● **Instruction 1**: Duplicate the listing below verbatim, beginning at its first line and stopping after the line that contains "311 334 L 311".

**** Article ****

It was only a matter of time before the Bush administration contrived to sanction former Treasury Secretary Paul O'Neill for revealing the secrets of the temple.
 
But no one should take seriously the attempts by the administration to suggest that O'Neill violated the public trust by revealing details of the machinations of Vice President Dick Cheney, White House political czar Karl Rove and the others who run the Bush presidency.
 
O'Neill, who was always the most outspoken of the Bush acolytes, was fired late in 2002 after he noted that the emperor's tax-cutting schemes had no clothing of legitimacy. A year later, the man who is well-respected in business and economic circles internationally has started talking about what he saw inside the Bush White House. What O'Neill has to say is more disturbing than surprising. Most Americans have thought for some time that the man who wears the label of "president" is not actually in charge, and that is certainly the impression conveyed by O'Neill in "The Price of Loyalty: George W. Bush, the White House, and the Education of Paul O'Neill," a new book by Pulitzer Prize-winning journalist Ron Suskind.
 
O'Neill discussed his time in the Bush administration at length with Suskind, and provided the journalist with 19,000 documents backing up his statements. Suskind then confirmed the facts with administration insiders and others.
 
What emerges is the picture of a profoundly disengaged president who led Cabinet meetings "like a blind man in a roomful of deaf people," and whose top aides found themselves devising White House policy on "little more than hunches about what the president might think."
 
Ill-informed and lacking in curiosity, the president is portrayed as a man being manipulated by Cheney and Rove - especially on issues of tax policy. O'Neill tells of a Cabinet meeting where Bush actually asked questions about whether additional tax cuts for the rich really were necessary, only to be admonished by Cheney and Rove to stay on message.
 
Much is being made of O'Neill's observation that the administration began planning a pre-emptive war against Iraq long before the 2001 terrorist attacks. But this is not that big a revelation. The Bush administration's determination to invade Iraq was evident to anyone who bothered to pay attention.
 
Far more shocking are the revelations regarding the casual manner in which administration insiders dismissed economic common sense. O'Neill makes it painfully clear that the president and his aides had little interest in any economic policy that did not begin - and pretty much end - with a combination of hefty tax cuts for the rich and the relaxation of basic regulations on corporations. O'Neill recognized early on that the administration was forging disastrous policies that would create deep deficits while failing to address fundamental issues.

**** Extracted entries ****

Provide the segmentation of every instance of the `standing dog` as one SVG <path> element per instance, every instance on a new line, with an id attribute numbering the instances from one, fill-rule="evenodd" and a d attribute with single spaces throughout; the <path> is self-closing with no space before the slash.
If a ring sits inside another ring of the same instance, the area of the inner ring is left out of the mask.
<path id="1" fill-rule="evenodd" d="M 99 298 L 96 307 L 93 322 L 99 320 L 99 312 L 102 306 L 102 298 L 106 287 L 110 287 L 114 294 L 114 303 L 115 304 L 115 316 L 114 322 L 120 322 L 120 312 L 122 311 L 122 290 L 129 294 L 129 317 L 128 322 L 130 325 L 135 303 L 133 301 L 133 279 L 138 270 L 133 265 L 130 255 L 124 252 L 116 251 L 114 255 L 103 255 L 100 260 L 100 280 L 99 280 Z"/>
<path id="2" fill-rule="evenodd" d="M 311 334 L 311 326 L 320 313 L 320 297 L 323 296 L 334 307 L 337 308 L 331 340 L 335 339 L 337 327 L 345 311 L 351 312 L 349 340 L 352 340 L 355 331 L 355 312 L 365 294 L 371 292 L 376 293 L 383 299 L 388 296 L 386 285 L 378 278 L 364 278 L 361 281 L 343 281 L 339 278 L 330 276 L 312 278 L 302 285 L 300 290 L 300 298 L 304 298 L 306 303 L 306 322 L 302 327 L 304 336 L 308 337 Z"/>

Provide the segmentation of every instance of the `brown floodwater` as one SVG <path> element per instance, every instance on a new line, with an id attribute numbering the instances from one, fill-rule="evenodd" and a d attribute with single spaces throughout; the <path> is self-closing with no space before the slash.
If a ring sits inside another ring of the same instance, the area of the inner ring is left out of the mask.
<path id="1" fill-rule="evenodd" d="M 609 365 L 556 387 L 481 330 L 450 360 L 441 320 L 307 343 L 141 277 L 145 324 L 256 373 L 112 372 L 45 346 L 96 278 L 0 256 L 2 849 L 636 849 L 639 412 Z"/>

****

● **Instruction 2**: Set down the passage from the article on Paul O'Neill verbatim, beginning at the words "It was only" and stopping after "of the temple.".

● **Output 1**:
Provide the segmentation of every instance of the `standing dog` as one SVG <path> element per instance, every instance on a new line, with an id attribute numbering the instances from one, fill-rule="evenodd" and a d attribute with single spaces throughout; the <path> is self-closing with no space before the slash.
If a ring sits inside another ring of the same instance, the area of the inner ring is left out of the mask.
<path id="1" fill-rule="evenodd" d="M 99 298 L 96 307 L 93 322 L 99 320 L 99 312 L 102 306 L 102 298 L 106 287 L 110 287 L 114 294 L 114 303 L 115 304 L 115 316 L 114 322 L 120 322 L 120 312 L 122 311 L 122 290 L 129 294 L 129 317 L 128 322 L 130 325 L 135 303 L 133 301 L 133 279 L 138 270 L 133 265 L 130 255 L 124 252 L 116 251 L 114 255 L 103 255 L 100 260 L 100 280 L 99 280 Z"/>
<path id="2" fill-rule="evenodd" d="M 311 334 L 311 326 L 320 313 L 320 297 L 323 296 L 334 307 L 337 308 L 331 340 L 335 339 L 337 327 L 345 311 L 351 312 L 349 340 L 352 340 L 355 331 L 355 312 L 365 294 L 371 292 L 376 293 L 383 299 L 388 296 L 386 285 L 378 278 L 364 278 L 361 281 L 343 281 L 339 278 L 330 276 L 312 278 L 302 285 L 300 290 L 300 298 L 304 298 L 306 303 L 306 322 L 302 327 L 304 336 L 308 337 Z"/>

● **Output 2**:
It was only a matter of time before the Bush administration contrived to sanction former Treasury Secretary Paul O'Neill for revealing the secrets of the temple.